**TASK STATEMENT:**
With the images removed, transcribe the listing that follows exactly.

**SOURCE MATERIAL:**

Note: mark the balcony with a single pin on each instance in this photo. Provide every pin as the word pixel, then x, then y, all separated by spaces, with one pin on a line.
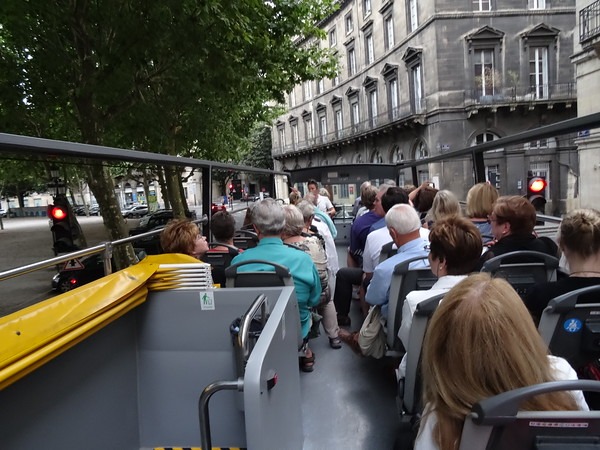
pixel 589 22
pixel 403 114
pixel 512 95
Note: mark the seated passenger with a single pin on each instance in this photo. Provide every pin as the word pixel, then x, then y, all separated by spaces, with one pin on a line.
pixel 222 227
pixel 445 204
pixel 579 240
pixel 268 222
pixel 295 233
pixel 403 224
pixel 513 220
pixel 480 204
pixel 454 251
pixel 481 342
pixel 183 236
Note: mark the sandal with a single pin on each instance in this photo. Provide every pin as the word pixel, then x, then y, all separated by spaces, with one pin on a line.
pixel 307 363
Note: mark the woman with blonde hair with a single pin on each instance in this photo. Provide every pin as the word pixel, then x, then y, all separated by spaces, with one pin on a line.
pixel 480 204
pixel 481 342
pixel 445 204
pixel 579 241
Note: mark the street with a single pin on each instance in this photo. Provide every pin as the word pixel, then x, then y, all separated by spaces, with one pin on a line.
pixel 27 240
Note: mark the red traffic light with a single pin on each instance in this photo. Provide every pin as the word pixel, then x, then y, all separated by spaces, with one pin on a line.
pixel 58 213
pixel 537 185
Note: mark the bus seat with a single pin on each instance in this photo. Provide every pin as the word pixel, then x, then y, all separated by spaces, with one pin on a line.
pixel 523 268
pixel 404 280
pixel 496 422
pixel 571 329
pixel 278 276
pixel 409 388
pixel 245 239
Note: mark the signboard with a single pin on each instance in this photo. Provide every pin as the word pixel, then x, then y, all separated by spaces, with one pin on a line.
pixel 73 264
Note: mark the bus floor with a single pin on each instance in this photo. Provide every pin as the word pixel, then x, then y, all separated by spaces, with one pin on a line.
pixel 348 400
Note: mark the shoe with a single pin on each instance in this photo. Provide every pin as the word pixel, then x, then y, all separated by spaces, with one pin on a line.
pixel 335 343
pixel 344 321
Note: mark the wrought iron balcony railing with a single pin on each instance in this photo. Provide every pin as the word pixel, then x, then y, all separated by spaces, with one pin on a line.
pixel 589 22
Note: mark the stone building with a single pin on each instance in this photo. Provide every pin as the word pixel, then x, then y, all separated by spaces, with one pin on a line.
pixel 418 79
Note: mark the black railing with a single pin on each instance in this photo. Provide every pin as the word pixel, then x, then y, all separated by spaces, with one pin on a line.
pixel 589 22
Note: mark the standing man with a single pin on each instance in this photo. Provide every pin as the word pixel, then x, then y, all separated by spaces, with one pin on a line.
pixel 323 203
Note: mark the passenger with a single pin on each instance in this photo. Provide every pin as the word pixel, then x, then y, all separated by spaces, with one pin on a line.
pixel 512 220
pixel 445 204
pixel 403 224
pixel 222 227
pixel 481 342
pixel 579 240
pixel 480 204
pixel 295 233
pixel 422 198
pixel 268 222
pixel 183 236
pixel 360 227
pixel 323 202
pixel 454 250
pixel 320 215
pixel 359 209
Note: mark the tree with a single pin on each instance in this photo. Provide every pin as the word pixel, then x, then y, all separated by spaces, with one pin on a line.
pixel 182 77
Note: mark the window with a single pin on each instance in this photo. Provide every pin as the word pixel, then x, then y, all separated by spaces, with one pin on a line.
pixel 320 86
pixel 482 5
pixel 413 15
pixel 388 32
pixel 416 88
pixel 339 122
pixel 351 61
pixel 485 73
pixel 307 90
pixel 369 49
pixel 538 72
pixel 349 23
pixel 393 98
pixel 355 113
pixel 373 107
pixel 366 7
pixel 537 4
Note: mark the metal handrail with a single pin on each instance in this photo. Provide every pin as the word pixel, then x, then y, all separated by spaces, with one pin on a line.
pixel 105 247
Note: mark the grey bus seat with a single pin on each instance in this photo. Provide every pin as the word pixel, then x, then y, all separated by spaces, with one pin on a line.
pixel 404 280
pixel 245 239
pixel 523 268
pixel 571 329
pixel 277 275
pixel 219 260
pixel 497 424
pixel 409 388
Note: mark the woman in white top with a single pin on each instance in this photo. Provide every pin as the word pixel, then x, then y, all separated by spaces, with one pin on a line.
pixel 455 248
pixel 481 342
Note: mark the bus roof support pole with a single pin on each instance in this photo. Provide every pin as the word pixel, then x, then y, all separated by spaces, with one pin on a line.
pixel 479 167
pixel 206 200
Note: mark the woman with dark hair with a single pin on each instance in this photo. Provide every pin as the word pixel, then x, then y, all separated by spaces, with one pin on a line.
pixel 481 342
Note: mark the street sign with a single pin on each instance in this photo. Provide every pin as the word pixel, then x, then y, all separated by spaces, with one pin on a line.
pixel 73 264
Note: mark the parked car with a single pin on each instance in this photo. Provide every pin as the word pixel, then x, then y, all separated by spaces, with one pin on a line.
pixel 135 211
pixel 78 272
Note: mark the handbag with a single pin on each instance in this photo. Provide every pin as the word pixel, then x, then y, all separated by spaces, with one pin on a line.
pixel 371 337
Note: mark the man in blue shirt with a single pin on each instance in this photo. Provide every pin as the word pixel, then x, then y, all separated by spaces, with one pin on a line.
pixel 403 224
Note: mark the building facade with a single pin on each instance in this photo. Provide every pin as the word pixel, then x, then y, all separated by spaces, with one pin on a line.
pixel 587 70
pixel 418 79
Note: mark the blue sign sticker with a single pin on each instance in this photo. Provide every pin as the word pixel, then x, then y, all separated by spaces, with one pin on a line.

**RESPONSE TO THE TASK:**
Note: mark the balcony with a single pin on each instance in this photo. Provide every pin as the word pixel, then x, then y, all separated by spaces, with one pin on a line.
pixel 589 22
pixel 403 114
pixel 512 95
Note: mark the seated passenger with a single pin on each instance in this photo. Provide every pin as the word pixel, then x, then y, all separated by spaces, with one pin on a line.
pixel 222 227
pixel 445 204
pixel 579 240
pixel 268 222
pixel 295 233
pixel 403 224
pixel 513 220
pixel 480 204
pixel 454 251
pixel 481 342
pixel 183 236
Note: mark the sandal with a single pin on each instance in this photo. Provide every pin as the word pixel, then x, then y, all separated by spaces, with one pin on a line.
pixel 307 363
Note: mark the woman with blonde hair with a single pin on each instance in this photo. Provide every pin as the word pixel, then x, then y, all separated by spaces, with one pin on a line.
pixel 480 204
pixel 481 342
pixel 445 204
pixel 579 241
Note: mark the street with a single pin on each instance in this photo. Provide every pin as the word pixel, then x, then y, all separated by spaces, with one pin on a line.
pixel 27 240
Note: mark the red traffic light with a single pin on each instance in this photo. Provide every pin as the word pixel, then x, then y, all separated by spaces, with one pin on a line.
pixel 58 213
pixel 537 185
Note: mark the bus seat with a single pin on each instance in this photo. Provide every pin as the word pixel, then x, then y, all separated by spaces, with one pin on a line.
pixel 523 268
pixel 404 280
pixel 496 422
pixel 571 329
pixel 278 276
pixel 409 388
pixel 245 239
Note: mark the signboard with a single pin on each instance in this photo. Provide every pin as the word pixel, then x, then y, all separated by spaces, with one pin on a line.
pixel 73 264
Note: mark the bus floor with a single pin on each instance in this photo. Provide every pin as the word pixel, then x, then y, all separated by spaces, with one pin on a line.
pixel 348 400
Note: mark the shoe with a single pin on each instance in this photo. Provide every pin as the word pixel, then x, then y, all separated by spaces, with one pin on a line.
pixel 335 343
pixel 344 321
Note: mark the wrought iron balcony railing with a single pin on each instance in this photo. Provide every pin as the word pixel, then x, then y, all separated by spaces, with one pin on a line.
pixel 589 22
Note: mark the stone building with a single pin on each instance in this photo. Provide every pin as the word pixel, then x, then y, all separated by spaces, with one pin on a line.
pixel 418 79
Note: mark the black railing with a single pin on each instance in this photo. Provide every pin as the word pixel, then x, then y, all separated by spaces, with one pin on a line.
pixel 589 22
Note: mark the standing man with a single pin on each instance in this photo. Provide every pin as the word pixel, then x, then y, all separated by spaces, with one pin on a line.
pixel 323 203
Note: mark the passenger with a single pin on each instance in this photo. Provide every pin as the word pixel, then x, then y, all separated by spaces, with one pin on a line.
pixel 512 220
pixel 445 204
pixel 403 224
pixel 222 227
pixel 481 342
pixel 579 240
pixel 480 204
pixel 295 233
pixel 422 198
pixel 268 222
pixel 183 236
pixel 360 227
pixel 323 202
pixel 454 250
pixel 320 215
pixel 359 209
Note: mark the tree with a single pin on each instance in this photo. Provide every pin as the word pixel, then x, then y, all separated by spaces, with one pin on a line.
pixel 182 77
Note: mark the window with a single pin on each instance in this photo. Provide every pin as the word pixel, then x, then y, all separated by spaces, with one pin on a line.
pixel 320 86
pixel 482 5
pixel 413 15
pixel 388 32
pixel 416 88
pixel 339 122
pixel 351 61
pixel 485 73
pixel 307 90
pixel 369 49
pixel 538 72
pixel 349 23
pixel 393 98
pixel 355 113
pixel 373 107
pixel 366 7
pixel 537 4
Note: mark the metal handrail with a single pin on each instance in this photo. Provide every pin as the word pixel, then x, then y, all separated by spaces, with one pin on a line.
pixel 105 247
Note: mark the grey bus seat with a single pin on each instance in this photo. Provide every pin as the word pixel, then x, then y, all separated by spaces, with one pin on a line.
pixel 404 280
pixel 245 239
pixel 523 268
pixel 571 329
pixel 277 275
pixel 219 260
pixel 497 424
pixel 409 388
Note: mark the woman in white top with a single pin on each instance in this photo. Provide every pin as the word pixel, then x, then y, all separated by spaces, with one pin on a line.
pixel 455 248
pixel 481 342
Note: mark the bus roof support pole with a single pin on each instance in this photo. Provide every pin as the word pixel, then x, then y, all separated by spaces, with one pin on a line.
pixel 479 167
pixel 206 200
Note: mark the woman with dark hair with a single pin on each instance in this photo. Provide every pin as the word pixel, then x, then y, all separated by spaces, with one pin on a line.
pixel 481 342
Note: mark the street sign with a single pin on each instance in this photo. Provide every pin as the word pixel, then x, then y, all separated by spaces, with one pin on a line.
pixel 73 264
Note: mark the parked car with a single pin on each instance in this photo. Provide every pin as the word pixel, then x, then y, all separated by spaces, with one pin on a line.
pixel 135 211
pixel 78 272
Note: mark the handbag with a single pin on each instance in this photo. Provide every pin as the word pixel, then x, then y, all separated by spaces, with one pin on a line.
pixel 371 337
Note: mark the man in blue shirt with a single pin on each instance in this photo. Provide every pin as the word pixel, then x, then y, all separated by spaces, with one pin on a line.
pixel 403 224
Note: mark the building facade with a single pin on each instance in this photo. Provide every pin as the word pixel, then x, then y, all separated by spaces, with one pin on a line.
pixel 587 70
pixel 418 79
Note: mark the blue sign sticker with a single pin on each instance in this photo. Provide every pin as the word pixel, then x, then y, all separated by spaces, with one pin on a line.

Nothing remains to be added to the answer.